#### [Exercise]
Pick up the Illinois policy Q&A below at its final line and continue it in the same voice.

16. The U.S. attorney’s office in Chicago is investigating possible official corruption by state and local officials. This prompted the Legislature to pass an ethics reform measure to amend the Lobbyist Registration Act (SB 1639). It was signed into law in December. What’s your take on this and what more should be done?

As I noted previously, we need an all-of-the-above approach to ethics reform, starting with term limits. There are plenty of ideas out there, and if we need more, we can look to the many other states that are known for clean government, like Iowa and Wisconsin.

17. When people use the internet and wireless devices, companies collect data about us. Oftentimes, the information is sold to other companies, which can use it to track our movements or invade our privacy in other ways. When companies share this data, we also face a greater risk of identity theft. What should the Legislature do, if anything?

Illinois currently has some of the toughest laws in the country around information privacy. Even so, we can always be open to addressing the privacy challenges presented by tech advancements. For instance, the issues relating to Tik Tok and its undisclosed scraping of user data may present areas for us to legislate in Illinois, if the federal government does not act.

The General Assembly is severely lacking in the experience necessary to meet the challenges presented by emerging technology: I bring unique training and experience in computer science and telecommunications to bear on these issues. Voices like mine are missing from the General Assembly.

18. The number of Illinois public high school graduates who enroll in out-of-state universities continues to climb. What can Illinois do to make its state universities more attractive to Illinois high school students?

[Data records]
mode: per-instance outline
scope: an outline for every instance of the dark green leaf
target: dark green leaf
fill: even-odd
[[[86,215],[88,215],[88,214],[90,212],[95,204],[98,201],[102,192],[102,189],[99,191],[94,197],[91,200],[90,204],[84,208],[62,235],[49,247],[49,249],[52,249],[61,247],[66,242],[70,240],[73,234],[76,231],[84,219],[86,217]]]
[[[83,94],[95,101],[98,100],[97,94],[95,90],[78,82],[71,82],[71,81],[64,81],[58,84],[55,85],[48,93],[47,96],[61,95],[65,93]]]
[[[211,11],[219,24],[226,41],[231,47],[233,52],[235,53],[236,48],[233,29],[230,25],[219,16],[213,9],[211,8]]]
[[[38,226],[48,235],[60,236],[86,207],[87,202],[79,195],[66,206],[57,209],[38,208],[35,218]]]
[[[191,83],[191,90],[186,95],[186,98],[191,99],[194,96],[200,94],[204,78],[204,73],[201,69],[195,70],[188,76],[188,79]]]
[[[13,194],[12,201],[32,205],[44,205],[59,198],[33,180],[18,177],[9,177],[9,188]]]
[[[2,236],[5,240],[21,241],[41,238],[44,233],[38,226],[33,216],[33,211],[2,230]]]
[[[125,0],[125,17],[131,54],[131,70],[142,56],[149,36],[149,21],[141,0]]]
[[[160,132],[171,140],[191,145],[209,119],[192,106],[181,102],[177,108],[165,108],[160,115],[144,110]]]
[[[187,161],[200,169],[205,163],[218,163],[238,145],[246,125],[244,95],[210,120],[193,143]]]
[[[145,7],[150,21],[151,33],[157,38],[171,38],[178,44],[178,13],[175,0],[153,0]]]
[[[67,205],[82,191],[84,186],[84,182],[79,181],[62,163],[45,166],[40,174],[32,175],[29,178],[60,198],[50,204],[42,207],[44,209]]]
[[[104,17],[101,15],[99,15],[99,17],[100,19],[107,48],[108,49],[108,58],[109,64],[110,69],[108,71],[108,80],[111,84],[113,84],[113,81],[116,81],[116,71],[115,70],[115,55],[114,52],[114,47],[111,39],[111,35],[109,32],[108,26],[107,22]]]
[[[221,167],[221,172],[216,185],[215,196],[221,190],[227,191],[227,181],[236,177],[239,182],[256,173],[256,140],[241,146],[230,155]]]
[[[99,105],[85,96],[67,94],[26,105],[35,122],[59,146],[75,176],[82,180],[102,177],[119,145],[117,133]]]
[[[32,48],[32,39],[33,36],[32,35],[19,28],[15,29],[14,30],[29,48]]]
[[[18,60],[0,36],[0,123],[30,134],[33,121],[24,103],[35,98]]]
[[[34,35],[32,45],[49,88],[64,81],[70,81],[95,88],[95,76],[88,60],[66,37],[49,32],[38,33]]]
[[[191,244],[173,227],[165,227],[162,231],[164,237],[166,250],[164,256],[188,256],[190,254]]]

#### [Output for this exercise]
Every Illinoisan deserves the opportunity to attend college or a trade school, and to graduate without debt. A big reason people leave Illinois for out of state institutions is the cost of education here. We are not as competitive as other state university systems. In my district, many students choose universities in Indiana, Iowa, or Missouri, instead of staying here. With few financial incentives available, U of I is also difficult for many of our best students to attend. Other states have aggressively recruited in Illinois and provided financing, to cherry pick our best students.

Parents also have a role in how students make these choices. They want what’s best for their children, and because of the problems afflicting Illinois, many parents urge their kids to go elsewhere. Illinois needs to live up to the standard that “anything is possible” to pursue and prosper here. This is another area where our state’s horrible fiscal condition is negatively affecting us. All this adds up to students choosing less expensive, top-flight schools in other states, with better fiscal management and opportunity.

19. What is your top legislative priority with respect to the environment?

I’m a husband and father of 2 little boys. Clean air and clean water are our most important environmental considerations. I am proud to have been one of the few Republicans regularly rated 100% by the Illinois Environmental Council.

As well, being the only person with an Electrical Engineering background in the General Assembly, I repeatedly worked with environmental groups to responsibly move Illinois to low- and zero-emissions energy. Illinois is recognized as a national leader in the field today, due to our efforts on that front.

20. What historical figure from Illinois, other than Abraham Lincoln (because everybody’s big on Abe), do you most admire or draw inspiration from? Please explain.

I’d choose the “Great Communicator,” Ronald Reagan, since I can’t pick Abraham Lincoln. Growing up, we knew President Reagan as a calm, upbeat presence for our country. He fought hard for his principles, but he united folks across partisan lines and was focused on getting things done. We could use more leaders like him today.

21. What’s your favorite TV, streaming or web-based show of all time. Why?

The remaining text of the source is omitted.